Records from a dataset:
==*==

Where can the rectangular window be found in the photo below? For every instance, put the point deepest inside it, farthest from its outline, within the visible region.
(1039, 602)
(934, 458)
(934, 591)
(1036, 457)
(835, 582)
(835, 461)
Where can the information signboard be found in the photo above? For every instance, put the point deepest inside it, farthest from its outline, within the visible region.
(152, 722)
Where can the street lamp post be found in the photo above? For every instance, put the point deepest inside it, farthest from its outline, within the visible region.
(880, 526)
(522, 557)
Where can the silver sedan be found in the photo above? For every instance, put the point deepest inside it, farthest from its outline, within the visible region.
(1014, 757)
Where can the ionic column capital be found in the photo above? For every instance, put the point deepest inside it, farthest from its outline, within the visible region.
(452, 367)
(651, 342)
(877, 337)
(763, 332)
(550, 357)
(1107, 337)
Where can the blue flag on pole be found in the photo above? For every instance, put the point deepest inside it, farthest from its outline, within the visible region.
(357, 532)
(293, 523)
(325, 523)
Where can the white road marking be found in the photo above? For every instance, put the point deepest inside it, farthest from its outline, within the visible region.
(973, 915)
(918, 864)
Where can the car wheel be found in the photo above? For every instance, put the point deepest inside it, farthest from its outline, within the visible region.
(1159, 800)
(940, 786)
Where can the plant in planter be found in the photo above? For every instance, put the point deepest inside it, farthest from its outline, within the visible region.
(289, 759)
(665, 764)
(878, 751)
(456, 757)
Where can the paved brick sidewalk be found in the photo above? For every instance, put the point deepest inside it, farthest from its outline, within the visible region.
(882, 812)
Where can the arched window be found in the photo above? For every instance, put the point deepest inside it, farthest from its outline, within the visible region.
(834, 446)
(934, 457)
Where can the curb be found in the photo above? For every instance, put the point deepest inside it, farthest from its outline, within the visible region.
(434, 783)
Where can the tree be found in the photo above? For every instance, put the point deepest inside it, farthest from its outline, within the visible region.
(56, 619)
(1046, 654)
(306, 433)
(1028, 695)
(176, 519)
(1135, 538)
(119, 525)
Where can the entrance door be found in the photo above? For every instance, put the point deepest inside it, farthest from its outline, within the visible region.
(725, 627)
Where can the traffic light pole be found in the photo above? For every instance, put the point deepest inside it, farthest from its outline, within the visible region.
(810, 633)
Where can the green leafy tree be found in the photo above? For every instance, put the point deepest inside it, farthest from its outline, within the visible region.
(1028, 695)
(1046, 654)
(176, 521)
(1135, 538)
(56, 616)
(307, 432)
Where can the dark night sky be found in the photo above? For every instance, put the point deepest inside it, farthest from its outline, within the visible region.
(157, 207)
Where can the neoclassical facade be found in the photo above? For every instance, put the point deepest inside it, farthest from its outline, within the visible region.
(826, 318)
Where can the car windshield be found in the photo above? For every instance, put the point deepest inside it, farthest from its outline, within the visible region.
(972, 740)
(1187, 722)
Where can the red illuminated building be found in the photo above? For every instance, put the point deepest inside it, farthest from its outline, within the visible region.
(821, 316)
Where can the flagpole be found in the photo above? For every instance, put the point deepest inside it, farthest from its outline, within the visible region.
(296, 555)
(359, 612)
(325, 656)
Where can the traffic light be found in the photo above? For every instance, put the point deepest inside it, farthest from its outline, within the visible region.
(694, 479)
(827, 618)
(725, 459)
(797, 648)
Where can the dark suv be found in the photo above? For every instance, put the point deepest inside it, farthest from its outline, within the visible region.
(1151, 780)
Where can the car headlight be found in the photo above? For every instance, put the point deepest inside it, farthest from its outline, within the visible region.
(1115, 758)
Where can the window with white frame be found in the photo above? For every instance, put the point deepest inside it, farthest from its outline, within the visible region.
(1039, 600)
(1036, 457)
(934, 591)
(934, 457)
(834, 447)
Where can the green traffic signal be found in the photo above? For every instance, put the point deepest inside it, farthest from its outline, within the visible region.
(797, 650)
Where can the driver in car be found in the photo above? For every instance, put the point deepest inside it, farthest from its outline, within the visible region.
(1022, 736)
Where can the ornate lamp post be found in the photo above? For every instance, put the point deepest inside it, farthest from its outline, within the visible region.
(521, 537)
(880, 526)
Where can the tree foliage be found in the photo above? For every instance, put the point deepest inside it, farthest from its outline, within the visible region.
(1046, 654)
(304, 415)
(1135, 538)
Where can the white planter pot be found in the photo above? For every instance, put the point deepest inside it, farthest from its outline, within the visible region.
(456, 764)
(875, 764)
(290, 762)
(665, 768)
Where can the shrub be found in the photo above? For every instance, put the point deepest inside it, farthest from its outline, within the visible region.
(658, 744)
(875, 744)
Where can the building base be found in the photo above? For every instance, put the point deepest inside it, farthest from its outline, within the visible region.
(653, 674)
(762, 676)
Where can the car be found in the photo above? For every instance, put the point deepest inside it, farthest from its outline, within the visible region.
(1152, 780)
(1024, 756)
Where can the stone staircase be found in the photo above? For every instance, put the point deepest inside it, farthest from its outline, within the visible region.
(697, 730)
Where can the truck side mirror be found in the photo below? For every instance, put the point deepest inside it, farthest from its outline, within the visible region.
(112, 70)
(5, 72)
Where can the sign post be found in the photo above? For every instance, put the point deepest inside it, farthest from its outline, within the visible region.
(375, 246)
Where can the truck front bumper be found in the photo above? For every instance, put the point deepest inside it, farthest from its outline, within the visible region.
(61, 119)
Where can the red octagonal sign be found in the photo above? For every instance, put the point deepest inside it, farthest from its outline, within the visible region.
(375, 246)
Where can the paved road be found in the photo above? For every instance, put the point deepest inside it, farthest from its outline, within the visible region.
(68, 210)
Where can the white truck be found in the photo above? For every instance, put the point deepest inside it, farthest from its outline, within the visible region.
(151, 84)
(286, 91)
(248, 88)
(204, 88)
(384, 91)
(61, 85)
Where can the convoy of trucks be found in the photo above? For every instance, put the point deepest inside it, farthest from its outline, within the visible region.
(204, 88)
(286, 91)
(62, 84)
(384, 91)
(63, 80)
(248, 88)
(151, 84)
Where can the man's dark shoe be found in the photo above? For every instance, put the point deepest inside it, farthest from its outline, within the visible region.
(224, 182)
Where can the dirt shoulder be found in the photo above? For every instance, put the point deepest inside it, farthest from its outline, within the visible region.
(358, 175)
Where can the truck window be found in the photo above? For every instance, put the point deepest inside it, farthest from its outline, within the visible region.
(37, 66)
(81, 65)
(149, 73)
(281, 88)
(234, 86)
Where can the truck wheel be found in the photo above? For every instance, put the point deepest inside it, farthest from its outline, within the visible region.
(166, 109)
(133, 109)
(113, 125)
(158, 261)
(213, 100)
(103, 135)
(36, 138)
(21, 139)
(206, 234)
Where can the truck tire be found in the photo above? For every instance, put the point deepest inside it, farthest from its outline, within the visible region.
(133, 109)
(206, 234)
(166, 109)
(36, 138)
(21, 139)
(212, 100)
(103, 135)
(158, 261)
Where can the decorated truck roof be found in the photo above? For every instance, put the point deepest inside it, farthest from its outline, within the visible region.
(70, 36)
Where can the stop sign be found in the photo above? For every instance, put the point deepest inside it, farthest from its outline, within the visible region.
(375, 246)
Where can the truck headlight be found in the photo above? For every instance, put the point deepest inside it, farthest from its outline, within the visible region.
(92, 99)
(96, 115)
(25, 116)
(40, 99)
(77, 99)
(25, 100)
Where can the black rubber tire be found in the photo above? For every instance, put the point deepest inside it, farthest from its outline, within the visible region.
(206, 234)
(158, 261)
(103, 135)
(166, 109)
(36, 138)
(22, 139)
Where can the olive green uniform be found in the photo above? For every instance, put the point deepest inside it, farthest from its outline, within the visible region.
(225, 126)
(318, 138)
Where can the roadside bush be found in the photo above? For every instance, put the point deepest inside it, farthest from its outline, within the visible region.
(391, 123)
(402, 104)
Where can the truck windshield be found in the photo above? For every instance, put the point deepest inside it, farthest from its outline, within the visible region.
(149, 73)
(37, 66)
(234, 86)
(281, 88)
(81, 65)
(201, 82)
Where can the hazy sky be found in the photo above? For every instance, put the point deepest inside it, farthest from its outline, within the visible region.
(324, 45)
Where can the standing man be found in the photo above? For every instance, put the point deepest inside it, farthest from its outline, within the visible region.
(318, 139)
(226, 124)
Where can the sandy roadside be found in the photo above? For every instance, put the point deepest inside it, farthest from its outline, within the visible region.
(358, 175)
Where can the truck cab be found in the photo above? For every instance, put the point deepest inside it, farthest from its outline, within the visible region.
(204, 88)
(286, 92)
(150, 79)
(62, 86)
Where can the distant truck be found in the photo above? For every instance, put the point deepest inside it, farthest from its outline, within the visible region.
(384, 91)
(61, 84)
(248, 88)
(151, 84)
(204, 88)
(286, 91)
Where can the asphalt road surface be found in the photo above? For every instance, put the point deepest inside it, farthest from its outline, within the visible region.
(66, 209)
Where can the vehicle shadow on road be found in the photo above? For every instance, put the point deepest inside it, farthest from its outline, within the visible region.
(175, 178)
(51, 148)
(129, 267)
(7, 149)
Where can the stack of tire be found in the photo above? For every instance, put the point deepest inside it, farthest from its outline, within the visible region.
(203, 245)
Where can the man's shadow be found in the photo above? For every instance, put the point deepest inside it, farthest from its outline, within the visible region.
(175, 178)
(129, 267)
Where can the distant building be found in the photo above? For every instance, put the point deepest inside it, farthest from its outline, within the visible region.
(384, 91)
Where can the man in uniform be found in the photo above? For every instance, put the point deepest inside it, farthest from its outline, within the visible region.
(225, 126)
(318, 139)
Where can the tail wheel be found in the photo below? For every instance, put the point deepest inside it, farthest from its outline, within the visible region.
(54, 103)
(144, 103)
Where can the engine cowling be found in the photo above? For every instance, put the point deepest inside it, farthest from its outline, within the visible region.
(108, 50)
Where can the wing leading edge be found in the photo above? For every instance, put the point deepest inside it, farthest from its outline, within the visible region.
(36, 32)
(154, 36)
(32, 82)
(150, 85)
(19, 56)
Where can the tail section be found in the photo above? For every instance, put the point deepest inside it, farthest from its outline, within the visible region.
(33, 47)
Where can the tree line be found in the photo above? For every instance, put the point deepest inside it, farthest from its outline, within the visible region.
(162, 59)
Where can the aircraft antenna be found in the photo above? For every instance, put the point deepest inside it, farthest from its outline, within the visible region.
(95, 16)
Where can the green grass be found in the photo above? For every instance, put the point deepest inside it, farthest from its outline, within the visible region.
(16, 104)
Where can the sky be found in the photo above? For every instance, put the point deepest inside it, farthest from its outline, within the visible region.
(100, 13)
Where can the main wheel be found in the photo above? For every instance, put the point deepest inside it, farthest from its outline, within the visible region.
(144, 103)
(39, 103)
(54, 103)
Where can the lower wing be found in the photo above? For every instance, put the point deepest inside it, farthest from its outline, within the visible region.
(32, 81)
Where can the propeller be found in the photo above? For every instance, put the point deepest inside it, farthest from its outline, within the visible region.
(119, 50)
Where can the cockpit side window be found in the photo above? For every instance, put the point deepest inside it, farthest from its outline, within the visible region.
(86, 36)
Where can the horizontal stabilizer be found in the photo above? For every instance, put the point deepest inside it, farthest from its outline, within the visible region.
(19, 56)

==*==

• ACTIVITY: Return exactly the line that contains "Where can the cockpit" and every line after it, through the last line of the records.

• FINISHED TASK:
Where can the cockpit side window be found in the photo above? For every instance, put the point deepest inside it, farthest from its outline, within the visible region.
(86, 36)
Where can the horizontal stabilizer be found in the photo above? For every instance, put the point deepest inside it, farthest from its outline, within the visible region.
(19, 56)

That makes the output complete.